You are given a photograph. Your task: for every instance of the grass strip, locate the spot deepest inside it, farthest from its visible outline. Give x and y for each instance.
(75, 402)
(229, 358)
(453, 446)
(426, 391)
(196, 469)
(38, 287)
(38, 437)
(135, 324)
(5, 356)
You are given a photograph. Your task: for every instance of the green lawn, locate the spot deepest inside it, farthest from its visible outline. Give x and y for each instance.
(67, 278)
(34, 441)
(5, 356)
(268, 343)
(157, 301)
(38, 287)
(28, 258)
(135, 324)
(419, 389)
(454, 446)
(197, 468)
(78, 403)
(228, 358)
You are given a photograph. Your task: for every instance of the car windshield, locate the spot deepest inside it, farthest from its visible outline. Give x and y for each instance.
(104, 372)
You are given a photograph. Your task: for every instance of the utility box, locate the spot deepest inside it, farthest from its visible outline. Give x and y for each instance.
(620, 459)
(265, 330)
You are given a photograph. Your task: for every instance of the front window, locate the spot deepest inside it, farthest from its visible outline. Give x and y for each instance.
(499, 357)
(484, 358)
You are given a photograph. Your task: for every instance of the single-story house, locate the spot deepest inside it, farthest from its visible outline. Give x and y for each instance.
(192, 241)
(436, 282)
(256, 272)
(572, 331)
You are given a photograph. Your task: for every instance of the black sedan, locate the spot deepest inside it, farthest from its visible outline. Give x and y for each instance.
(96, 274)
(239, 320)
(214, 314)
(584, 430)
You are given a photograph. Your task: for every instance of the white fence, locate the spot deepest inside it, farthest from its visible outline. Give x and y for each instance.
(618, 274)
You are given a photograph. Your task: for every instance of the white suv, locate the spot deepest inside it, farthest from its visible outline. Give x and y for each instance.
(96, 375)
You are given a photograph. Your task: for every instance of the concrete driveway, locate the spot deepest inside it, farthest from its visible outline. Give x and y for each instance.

=-=-=

◆ **Your objective**:
Return every item above word for word, in the order given.

◆ **Complete answer**:
You are given a photograph. Your task: for every instance of the grass strip, locate the spot deepest inside it, farthest from its visible outline. Give x and y for each instance.
(75, 402)
(229, 358)
(453, 446)
(426, 391)
(196, 469)
(38, 287)
(38, 437)
(135, 324)
(5, 356)
You are given a photograph. Your task: for every instance of the green lawn, locate the spot deepest inside it, farthest from its visible outline. Give x and y for each instance.
(67, 278)
(34, 441)
(5, 356)
(268, 343)
(157, 301)
(38, 287)
(28, 258)
(135, 324)
(419, 389)
(454, 446)
(197, 468)
(78, 403)
(228, 358)
You are given a photograph. Your task: for every instance of the car windshield, locate the spot deepest inside it, farthest from its visible outline. Give x and y for each instance.
(104, 372)
You are given a photograph. Your task: for every instance of the utility box, locate the spot deepest inside it, farthest from its visible outline. Give x and y for each instance.
(620, 459)
(265, 330)
You are given a photograph. Your task: for every instance of the front window, locate the spot deepest inside it, farthest from its visible outline. Give x and y for each instance.
(499, 357)
(484, 358)
You are given a photograph. Your task: for every instance of the single-story house, locate the spot deepest inside it, farthest from its visible outline. Give x and y for each instance.
(192, 241)
(436, 282)
(256, 272)
(572, 331)
You are given a photograph. Your task: for every instance of the black sedan, locate the spot deepest inside it, farthest from its visible outline. Give x and y for each instance.
(96, 274)
(239, 320)
(214, 314)
(584, 430)
You are given a photograph. Your task: for every instance of the white fence, locate the spot deepest inside it, farthest from its visible outline. Give x and y for each instance.
(618, 274)
You are given a photograph. Your task: for every instance of the white suv, locate the spot deepest inside it, farthest from its visible outline. Give x and y for each instance.
(96, 375)
You are given a photograph. Your task: for every instance of the concrete driveway, locate the spot deepest inside it, farthest from its visible outline. Give x and y for each instance.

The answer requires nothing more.